--- The exercise ---
Answer these questions from the Vision Transformer reference:
1. What default image size does the ViT constructor use?
2. What default image size does the vit function use?
3. Which two pooling types does the pool argument accept?

--- Source passage ---
* * * * *

Vision Transformer models

This is the API reference for the Vision Transformer models supported by Metalhead.jl.

The higher-level model constructors

Metalhead.ViTType
ViT(config::Symbol = base; imsize::Dims{2} = (224, 224), inchannels::Integer = 3,
    patch_size::Dims{2} = (16, 16), pool = :class, nclasses::Integer = 1000)

Creates a Vision Transformer (ViT) model. (reference).

Arguments

  • config: the model configuration, one of [:tiny, :small, :base, :large, :huge, :giant, :gigantic]
  • imsize: image size
  • inchannels: number of input channels
  • patch_size: size of the patches
  • pool: pooling type, either :class or :mean
  • nclasses: number of classes in the output

See also Metalhead.vit.

source

The mid-level functions

Metalhead.vitFunction
vit(imsize::Dims{2} = (256, 256); inchannels::Integer = 3, patch_size::Dims{2} = (16, 16),
    embedplanes = 768, depth = 6, nheads = 16, mlp_ratio = 4.0, dropout_prob = 0.1,
    emb_dropout_prob = 0.1, pool = :class, nclasses::Integer = 1000)

Creates a Vision Transformer (ViT) model. (reference).

Arguments

  • imsize: image size
  • inchannels: number of input channels
  • patch_size: size of the patches
  • embedplanes: the number of channels after the patch embedding
  • depth: number of blocks in the transformer
  • nheads: number of attention heads in the transformer
  • mlpplanes: number of hidden channels in the MLP block in the transformer
  • dropout_prob: dropout probability
  • emb_dropout: dropout probability for the positional embedding layer
  • pool: pooling type, either :class or :mean
  • nclasses: number of classes in the output
source

* * * * *

Source data:
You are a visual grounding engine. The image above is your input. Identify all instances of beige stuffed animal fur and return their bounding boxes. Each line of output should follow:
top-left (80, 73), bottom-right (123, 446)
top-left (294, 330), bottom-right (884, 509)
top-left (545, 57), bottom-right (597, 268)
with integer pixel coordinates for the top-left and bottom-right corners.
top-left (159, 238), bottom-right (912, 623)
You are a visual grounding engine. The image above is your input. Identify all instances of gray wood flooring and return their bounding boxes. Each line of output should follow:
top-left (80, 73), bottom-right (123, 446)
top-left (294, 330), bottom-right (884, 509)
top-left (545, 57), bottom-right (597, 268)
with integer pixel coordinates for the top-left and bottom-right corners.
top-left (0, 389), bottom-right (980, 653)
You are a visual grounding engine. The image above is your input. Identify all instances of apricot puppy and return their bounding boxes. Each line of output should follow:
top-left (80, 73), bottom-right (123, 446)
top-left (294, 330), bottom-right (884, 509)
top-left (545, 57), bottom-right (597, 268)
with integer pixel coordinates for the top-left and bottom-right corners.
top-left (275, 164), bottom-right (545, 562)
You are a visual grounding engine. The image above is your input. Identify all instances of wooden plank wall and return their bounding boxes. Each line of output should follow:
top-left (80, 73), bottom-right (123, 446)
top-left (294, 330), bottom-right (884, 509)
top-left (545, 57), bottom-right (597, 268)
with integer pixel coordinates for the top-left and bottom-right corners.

* * * * *

--- Finished task ---
1. (224, 224)
2. (256, 256)
3. :class and :mean